→ **Deine Aufgaben**:
- A) In welchem Verlag ist das Buch von Kerstin Grether laut dem Dokument 2004 erschienen?
- B) Liste jede Zeile auf, die das Wort "plate" enthält.

→ **Dokument**:
Kerstin Grether, Jahrgang 1975, ehemalige SPEX-Mitarbeiterin und eine der wichtigen weiblichen Stimmen im Popjournalismus, ist selbst magersüchtig gewesen, hat ein viel beachtetes Buch über Magersucht, Popmusik, junge Frauen und Großstadtleben geschrieben, das 2004 ganz folgerichtig im kleinen und sehr engagierten Ventil Verlag in Mainz erschienen ist (wo ja auch seit Jahren die monografiengleiche Pop- und Poptheoriezeitschrift "testcard" erscheint). Dass die Taschenbuchlizenz bei Suhrkamp herauskam, passt auch, denkt man nur einmal an die gender studies-Reihe und die Bücher von Thomas Meinecke (und früher Andreas Neumeister). Die Autorin kennt also wesentliche Bereiche dessen, was ihre Protagonistin Sonja erlebt und erleidet, aus eigener Erfahrung - und das ergibt, gepaart mit ihrer gleichzeitig präzisen und auch lakonischen, manchmal beinahe sarkastischen Sprache, ein Buch, das weit weg ist: sowohl von Szenegeplapper, als auch von betroffen machenden Erfahrungsberichten. Und zu guter Letzt distanziert sich die Autorin von der so genannten chick-lit, jener von Ildikó von Kürthy und anderen jungen (vielleicht zu dünnen) Frauen dominierten "Sex and the city"-Literatur, die die immer gleichen Themen in immer gleich langweiligen Büchern recyclet.

→ **Vorliegende Zeilen**:

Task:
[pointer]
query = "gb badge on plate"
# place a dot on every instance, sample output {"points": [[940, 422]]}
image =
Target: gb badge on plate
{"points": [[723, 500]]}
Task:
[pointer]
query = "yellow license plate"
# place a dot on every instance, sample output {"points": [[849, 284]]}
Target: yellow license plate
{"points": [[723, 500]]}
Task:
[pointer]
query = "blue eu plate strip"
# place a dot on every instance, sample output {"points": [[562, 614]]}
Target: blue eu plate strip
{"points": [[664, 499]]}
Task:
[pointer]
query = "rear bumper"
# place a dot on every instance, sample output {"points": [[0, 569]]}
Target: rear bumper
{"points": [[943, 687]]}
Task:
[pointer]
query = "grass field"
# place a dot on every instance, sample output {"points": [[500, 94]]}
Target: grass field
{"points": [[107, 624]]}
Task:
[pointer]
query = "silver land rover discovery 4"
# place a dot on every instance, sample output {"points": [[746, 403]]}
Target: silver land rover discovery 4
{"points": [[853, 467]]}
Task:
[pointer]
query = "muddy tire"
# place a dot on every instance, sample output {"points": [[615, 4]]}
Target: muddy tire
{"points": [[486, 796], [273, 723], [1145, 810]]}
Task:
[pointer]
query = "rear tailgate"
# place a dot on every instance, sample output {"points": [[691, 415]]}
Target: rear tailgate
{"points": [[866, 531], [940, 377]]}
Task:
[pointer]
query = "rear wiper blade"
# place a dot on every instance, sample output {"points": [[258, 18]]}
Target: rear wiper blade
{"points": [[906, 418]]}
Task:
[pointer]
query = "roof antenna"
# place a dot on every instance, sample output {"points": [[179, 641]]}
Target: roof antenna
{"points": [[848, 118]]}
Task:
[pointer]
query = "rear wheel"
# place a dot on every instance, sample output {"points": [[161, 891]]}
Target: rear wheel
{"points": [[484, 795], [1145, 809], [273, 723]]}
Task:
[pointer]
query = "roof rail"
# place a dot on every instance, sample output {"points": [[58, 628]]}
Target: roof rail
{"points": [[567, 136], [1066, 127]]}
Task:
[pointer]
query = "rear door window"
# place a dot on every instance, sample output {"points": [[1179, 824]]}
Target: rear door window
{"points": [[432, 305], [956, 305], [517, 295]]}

→ **Antworten**:
- A) Im Ventil Verlag in Mainz.

- B)
query = "gb badge on plate"
Target: gb badge on plate
query = "yellow license plate"
Target: yellow license plate
query = "blue eu plate strip"
Target: blue eu plate strip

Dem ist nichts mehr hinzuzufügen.